• _TEXT SECTION_:
+--

# Help please....hair?!



## Chan86 (Dec 27, 2014)

Hi,

I am in need of an afro/Caribbean hairdressers on the island as I am unable to find one yet? I have searched on the internet and no luck so far! or I am looking for a person who has knowledge/experience with doing afro/Caribbean hair please.

Thanks x


----------



## Cleo Shahateet (Feb 23, 2009)

You might want to call this lady. She doesn't seem to be a hairdresser but she may know of someone that can help you. 
Cyprus African Hair Braids - Home


----------



## Chan86 (Dec 27, 2014)

Thanks for the link, I couldn't open it up but I searched it and I think I found them on facebook.
Is she based in Nicosia?


----------



## Veronica (Apr 5, 2008)

The website says she is based in Paphos and the surrounding area.


----------



## Veronica (Apr 5, 2008)

Cyprus African Hair Braids - Home

Try opening this link.


----------



## Chan86 (Dec 27, 2014)

Yeh Ive opened it. Thanks will send her a message xx


----------



## Talagirl (Feb 24, 2013)

African Angel Salon
Beauty care salon for male and female hair extensions, hair braids, wigs, face treatments and nail designing. Also have a large selection of African artefacts. Located at 35 Dionisiou Solomou Street, Shop 8, Ayia Napa.
Tel: 99 666 940


----------



## Chan86 (Dec 27, 2014)

Where abouts in Ayia Napa is it? As I went yesterday and couldnt find it.
Thanks x


----------



## Veronica (Apr 5, 2008)

Google maps will help you.
Talagirl lives in the Paphos area so probably tried to help you by googling for you.


----------



## Veronica (Apr 5, 2008)

http://www.mapsofcyprus.co.uk/images/ayia-napa-streetmap.jpg

Simple really


----------

+--

• _DATASET ENTRIES_:

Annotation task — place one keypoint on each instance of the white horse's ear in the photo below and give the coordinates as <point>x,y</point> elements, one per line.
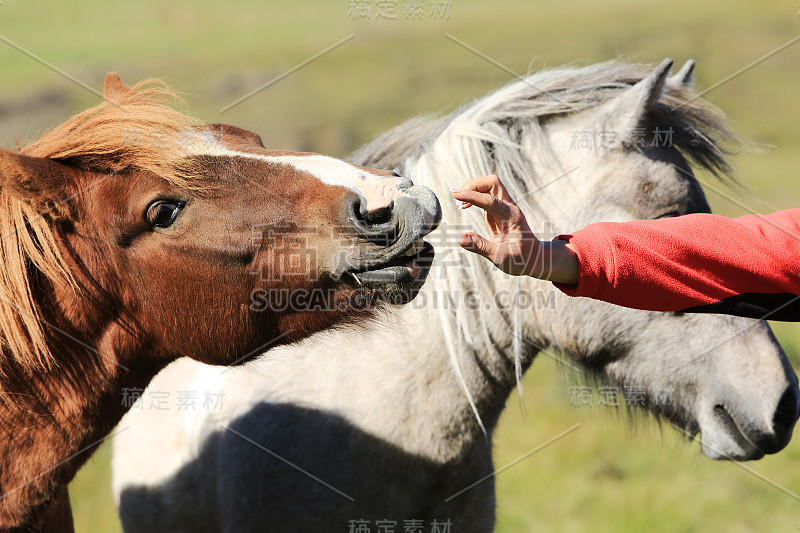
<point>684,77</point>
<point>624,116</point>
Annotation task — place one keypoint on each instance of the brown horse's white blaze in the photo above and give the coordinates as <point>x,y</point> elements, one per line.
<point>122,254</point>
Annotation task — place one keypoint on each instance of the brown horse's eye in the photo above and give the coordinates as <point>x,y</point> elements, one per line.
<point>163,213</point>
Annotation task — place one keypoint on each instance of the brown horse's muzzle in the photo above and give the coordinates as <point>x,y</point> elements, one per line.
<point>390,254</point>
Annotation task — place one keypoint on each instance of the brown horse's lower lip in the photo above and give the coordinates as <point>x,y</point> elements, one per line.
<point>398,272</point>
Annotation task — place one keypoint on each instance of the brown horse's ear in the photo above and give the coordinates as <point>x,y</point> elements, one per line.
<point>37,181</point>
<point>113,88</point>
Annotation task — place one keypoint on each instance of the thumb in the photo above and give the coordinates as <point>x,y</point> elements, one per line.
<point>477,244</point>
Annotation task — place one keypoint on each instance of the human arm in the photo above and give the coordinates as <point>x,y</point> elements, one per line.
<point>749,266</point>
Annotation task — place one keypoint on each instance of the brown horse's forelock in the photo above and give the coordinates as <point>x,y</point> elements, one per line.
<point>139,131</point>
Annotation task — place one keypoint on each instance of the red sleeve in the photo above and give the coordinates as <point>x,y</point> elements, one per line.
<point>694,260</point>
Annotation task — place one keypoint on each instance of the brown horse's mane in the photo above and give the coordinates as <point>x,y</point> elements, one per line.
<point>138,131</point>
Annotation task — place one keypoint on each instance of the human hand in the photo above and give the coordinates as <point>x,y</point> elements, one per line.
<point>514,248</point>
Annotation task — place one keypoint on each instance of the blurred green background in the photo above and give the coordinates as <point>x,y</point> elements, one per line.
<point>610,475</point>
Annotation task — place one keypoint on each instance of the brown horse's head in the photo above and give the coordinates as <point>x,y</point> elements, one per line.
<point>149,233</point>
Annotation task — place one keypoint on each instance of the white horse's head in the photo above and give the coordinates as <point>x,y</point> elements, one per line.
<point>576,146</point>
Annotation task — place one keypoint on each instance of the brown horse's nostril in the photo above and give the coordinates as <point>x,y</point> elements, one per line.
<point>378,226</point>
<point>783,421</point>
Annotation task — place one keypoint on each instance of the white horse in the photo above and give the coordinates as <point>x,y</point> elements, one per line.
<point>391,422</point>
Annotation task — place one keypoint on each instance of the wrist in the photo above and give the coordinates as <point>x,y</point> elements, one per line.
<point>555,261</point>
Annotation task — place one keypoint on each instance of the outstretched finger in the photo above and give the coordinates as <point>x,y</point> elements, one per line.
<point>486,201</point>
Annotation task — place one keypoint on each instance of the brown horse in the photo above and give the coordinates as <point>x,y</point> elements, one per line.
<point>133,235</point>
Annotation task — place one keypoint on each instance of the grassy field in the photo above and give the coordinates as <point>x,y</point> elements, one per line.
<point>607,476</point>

+--

• _EXERCISE PROMPT_: In the forum thread about finding a hairdresser, what address is given for the African Angel Salon?

• _WRITTEN REPLY_: 35 Dionisiou Solomou Street, Shop 8, Ayia Napa.